[Location identification entries]
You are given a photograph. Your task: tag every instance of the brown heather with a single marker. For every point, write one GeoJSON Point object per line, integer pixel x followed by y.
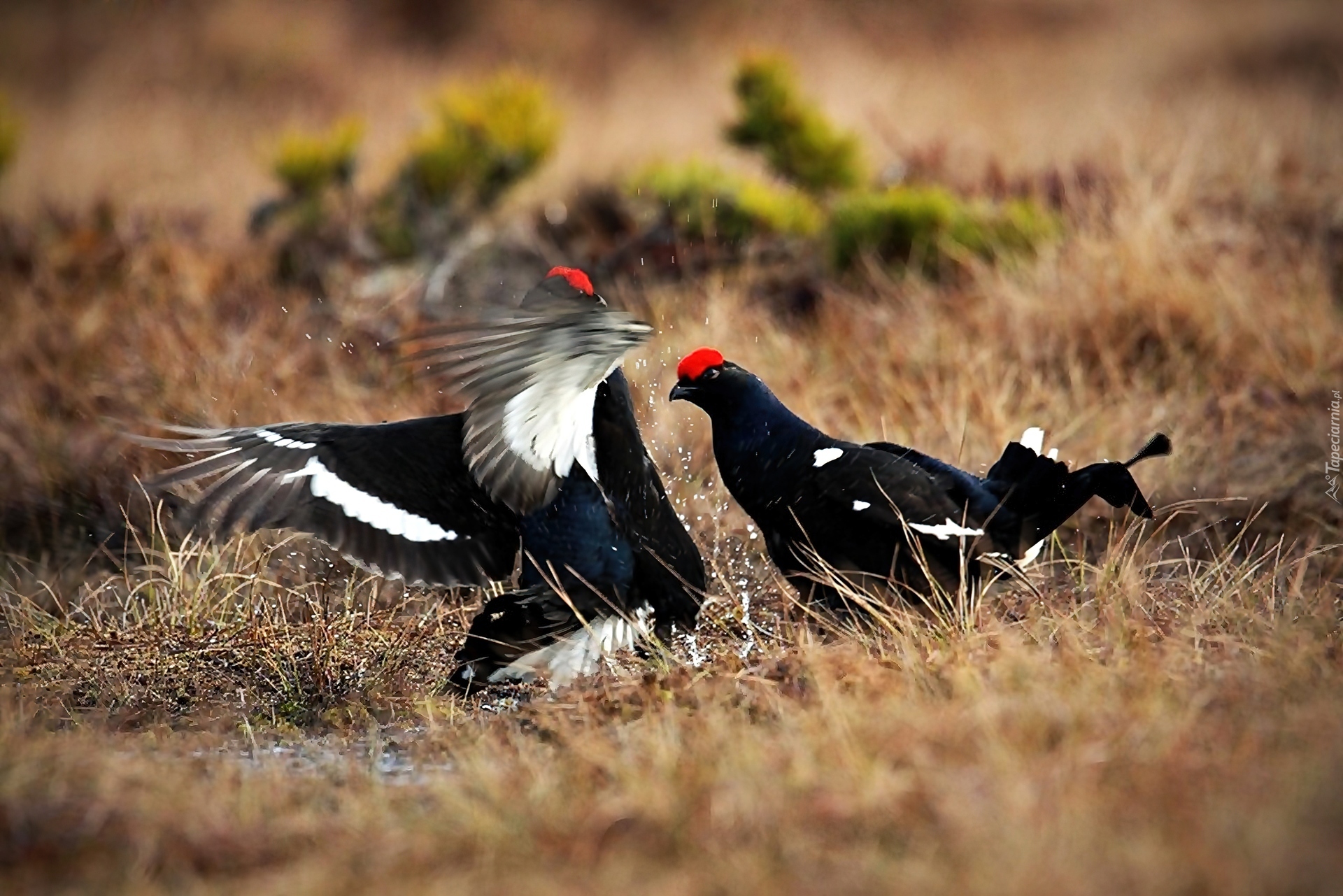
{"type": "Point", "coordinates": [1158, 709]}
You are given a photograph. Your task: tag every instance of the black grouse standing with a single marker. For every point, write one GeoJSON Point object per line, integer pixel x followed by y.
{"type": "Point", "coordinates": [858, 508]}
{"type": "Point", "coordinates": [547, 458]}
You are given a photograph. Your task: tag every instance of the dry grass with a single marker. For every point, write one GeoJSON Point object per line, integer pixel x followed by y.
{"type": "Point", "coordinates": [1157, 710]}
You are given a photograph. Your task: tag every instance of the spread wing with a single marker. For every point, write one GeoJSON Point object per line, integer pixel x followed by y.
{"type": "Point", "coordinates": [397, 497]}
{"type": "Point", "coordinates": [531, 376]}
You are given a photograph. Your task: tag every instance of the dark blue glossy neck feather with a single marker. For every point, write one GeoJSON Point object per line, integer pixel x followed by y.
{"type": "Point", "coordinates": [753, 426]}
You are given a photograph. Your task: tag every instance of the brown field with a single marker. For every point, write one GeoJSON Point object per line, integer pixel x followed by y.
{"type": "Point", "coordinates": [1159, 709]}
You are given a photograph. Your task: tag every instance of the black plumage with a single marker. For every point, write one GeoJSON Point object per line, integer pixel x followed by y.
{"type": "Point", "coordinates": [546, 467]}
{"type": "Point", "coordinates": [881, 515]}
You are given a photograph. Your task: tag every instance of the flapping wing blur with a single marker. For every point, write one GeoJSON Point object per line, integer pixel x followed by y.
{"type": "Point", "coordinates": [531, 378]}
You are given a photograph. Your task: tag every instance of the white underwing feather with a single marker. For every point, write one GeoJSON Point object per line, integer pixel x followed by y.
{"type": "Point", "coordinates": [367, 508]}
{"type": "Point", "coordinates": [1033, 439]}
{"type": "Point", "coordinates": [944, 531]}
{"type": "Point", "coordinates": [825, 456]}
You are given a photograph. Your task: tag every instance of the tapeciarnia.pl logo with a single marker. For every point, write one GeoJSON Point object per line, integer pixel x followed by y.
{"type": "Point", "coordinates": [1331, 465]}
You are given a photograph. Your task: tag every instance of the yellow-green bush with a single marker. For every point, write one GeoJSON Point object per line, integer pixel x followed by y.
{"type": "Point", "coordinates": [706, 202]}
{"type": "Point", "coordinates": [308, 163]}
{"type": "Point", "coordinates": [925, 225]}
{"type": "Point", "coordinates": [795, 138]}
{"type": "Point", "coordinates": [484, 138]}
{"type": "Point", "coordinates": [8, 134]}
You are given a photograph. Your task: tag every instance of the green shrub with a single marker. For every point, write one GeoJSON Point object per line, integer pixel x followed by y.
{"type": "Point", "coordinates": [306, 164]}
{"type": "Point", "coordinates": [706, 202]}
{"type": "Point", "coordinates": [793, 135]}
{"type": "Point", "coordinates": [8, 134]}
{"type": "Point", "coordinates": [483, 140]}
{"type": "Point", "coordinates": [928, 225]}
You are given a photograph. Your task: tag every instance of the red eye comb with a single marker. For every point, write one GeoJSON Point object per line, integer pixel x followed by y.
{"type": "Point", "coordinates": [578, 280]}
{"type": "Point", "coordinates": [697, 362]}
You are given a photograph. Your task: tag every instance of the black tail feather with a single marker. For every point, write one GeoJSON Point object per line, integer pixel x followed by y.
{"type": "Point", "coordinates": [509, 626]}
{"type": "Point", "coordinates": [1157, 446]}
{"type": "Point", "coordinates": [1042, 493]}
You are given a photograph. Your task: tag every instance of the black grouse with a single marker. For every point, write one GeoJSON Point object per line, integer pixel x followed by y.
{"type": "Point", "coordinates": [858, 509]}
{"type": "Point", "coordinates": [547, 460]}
--
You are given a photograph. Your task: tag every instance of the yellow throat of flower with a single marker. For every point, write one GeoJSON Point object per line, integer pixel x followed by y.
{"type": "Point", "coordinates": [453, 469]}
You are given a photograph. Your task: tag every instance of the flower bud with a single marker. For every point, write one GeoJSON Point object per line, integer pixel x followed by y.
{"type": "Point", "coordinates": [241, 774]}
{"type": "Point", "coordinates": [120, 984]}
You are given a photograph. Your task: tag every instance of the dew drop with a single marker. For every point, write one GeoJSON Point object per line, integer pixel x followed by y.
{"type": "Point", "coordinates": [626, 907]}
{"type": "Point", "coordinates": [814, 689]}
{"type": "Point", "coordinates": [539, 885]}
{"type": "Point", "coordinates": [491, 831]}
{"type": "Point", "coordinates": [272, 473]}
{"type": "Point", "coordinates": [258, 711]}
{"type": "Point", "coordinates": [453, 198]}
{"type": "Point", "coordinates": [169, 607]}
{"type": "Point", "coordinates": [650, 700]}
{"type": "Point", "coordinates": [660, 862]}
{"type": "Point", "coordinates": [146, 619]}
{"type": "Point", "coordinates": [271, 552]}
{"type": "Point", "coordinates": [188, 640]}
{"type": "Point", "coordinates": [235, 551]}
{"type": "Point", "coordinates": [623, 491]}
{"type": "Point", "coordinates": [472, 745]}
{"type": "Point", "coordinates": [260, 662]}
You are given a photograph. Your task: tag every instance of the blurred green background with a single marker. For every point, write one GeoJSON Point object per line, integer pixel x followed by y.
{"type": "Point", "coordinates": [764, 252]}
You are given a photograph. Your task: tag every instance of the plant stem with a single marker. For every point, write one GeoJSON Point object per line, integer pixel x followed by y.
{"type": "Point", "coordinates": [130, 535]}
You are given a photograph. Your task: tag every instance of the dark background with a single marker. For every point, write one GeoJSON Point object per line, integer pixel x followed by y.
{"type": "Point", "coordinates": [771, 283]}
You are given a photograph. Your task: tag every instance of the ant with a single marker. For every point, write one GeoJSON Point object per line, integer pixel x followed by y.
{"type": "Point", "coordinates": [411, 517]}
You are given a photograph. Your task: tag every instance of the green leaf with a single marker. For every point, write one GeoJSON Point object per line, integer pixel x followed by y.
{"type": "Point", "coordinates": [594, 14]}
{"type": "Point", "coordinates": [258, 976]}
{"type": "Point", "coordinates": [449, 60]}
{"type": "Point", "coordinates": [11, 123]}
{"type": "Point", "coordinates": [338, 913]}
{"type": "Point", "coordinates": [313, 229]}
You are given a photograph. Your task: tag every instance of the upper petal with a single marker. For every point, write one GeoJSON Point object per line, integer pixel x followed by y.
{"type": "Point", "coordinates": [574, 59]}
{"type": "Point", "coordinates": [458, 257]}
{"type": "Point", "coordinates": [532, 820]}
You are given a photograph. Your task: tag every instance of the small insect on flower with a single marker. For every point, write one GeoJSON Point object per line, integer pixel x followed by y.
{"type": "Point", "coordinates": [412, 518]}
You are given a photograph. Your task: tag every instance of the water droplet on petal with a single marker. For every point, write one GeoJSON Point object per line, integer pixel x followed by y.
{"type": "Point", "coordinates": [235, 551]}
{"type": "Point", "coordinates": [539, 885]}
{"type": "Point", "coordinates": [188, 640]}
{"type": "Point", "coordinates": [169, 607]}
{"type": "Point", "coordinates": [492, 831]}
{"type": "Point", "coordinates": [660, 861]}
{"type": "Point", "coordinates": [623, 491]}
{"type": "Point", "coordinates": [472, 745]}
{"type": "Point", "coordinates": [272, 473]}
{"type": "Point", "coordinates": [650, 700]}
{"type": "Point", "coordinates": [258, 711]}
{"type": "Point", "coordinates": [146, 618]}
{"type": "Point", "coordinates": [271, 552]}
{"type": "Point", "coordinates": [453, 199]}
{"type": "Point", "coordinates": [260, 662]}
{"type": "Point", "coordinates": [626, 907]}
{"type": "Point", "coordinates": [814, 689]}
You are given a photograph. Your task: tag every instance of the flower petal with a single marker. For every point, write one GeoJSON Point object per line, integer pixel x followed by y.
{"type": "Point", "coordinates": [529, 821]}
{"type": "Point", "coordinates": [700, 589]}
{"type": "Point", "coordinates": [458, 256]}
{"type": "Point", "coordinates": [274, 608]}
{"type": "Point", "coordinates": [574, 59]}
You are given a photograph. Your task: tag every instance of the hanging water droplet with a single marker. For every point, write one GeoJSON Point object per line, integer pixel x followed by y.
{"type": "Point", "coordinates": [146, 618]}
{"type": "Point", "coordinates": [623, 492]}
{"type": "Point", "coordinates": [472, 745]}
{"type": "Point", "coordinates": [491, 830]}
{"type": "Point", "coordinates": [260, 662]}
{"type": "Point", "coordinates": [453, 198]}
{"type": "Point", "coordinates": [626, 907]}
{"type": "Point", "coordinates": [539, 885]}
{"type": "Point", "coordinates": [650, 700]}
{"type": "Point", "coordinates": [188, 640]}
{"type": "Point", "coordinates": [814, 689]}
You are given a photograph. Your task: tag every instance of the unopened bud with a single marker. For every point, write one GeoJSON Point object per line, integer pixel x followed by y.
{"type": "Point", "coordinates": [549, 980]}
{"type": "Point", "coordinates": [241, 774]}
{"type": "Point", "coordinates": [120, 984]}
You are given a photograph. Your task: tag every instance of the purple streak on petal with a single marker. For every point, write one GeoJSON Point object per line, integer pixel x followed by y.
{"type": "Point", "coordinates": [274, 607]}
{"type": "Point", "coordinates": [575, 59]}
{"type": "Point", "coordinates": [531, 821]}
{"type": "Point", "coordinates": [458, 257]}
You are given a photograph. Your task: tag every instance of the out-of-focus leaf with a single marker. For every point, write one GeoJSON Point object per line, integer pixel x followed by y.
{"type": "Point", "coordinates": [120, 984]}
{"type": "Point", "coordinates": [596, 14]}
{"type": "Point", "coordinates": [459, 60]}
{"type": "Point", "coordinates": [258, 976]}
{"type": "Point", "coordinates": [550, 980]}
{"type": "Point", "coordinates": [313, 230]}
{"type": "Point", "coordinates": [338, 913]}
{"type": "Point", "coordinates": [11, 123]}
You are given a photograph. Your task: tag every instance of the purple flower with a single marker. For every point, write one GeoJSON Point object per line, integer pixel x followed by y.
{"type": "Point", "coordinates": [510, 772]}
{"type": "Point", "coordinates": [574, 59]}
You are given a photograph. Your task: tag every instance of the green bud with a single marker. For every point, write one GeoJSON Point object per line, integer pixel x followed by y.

**Task description**
List each line above that contains the string "feather", copying every one in full.

**Written answer**
You are given a photograph. Your task: tag every instance of the dark blue glossy neck feather with a single marker. For every point, write one GeoJSON Point object per line, integer pixel x followed by y.
You are given a photograph. Your task: tag every instance of the white underwing feather with a single marker. For every point, write one GeoJSON Point object per line, integer pixel x followed by y.
You are given a photograph. Your task: tag every instance of the black tail feather with a single marker. For every point, write one GeoJSON Point object per line, integer pixel x followed by y.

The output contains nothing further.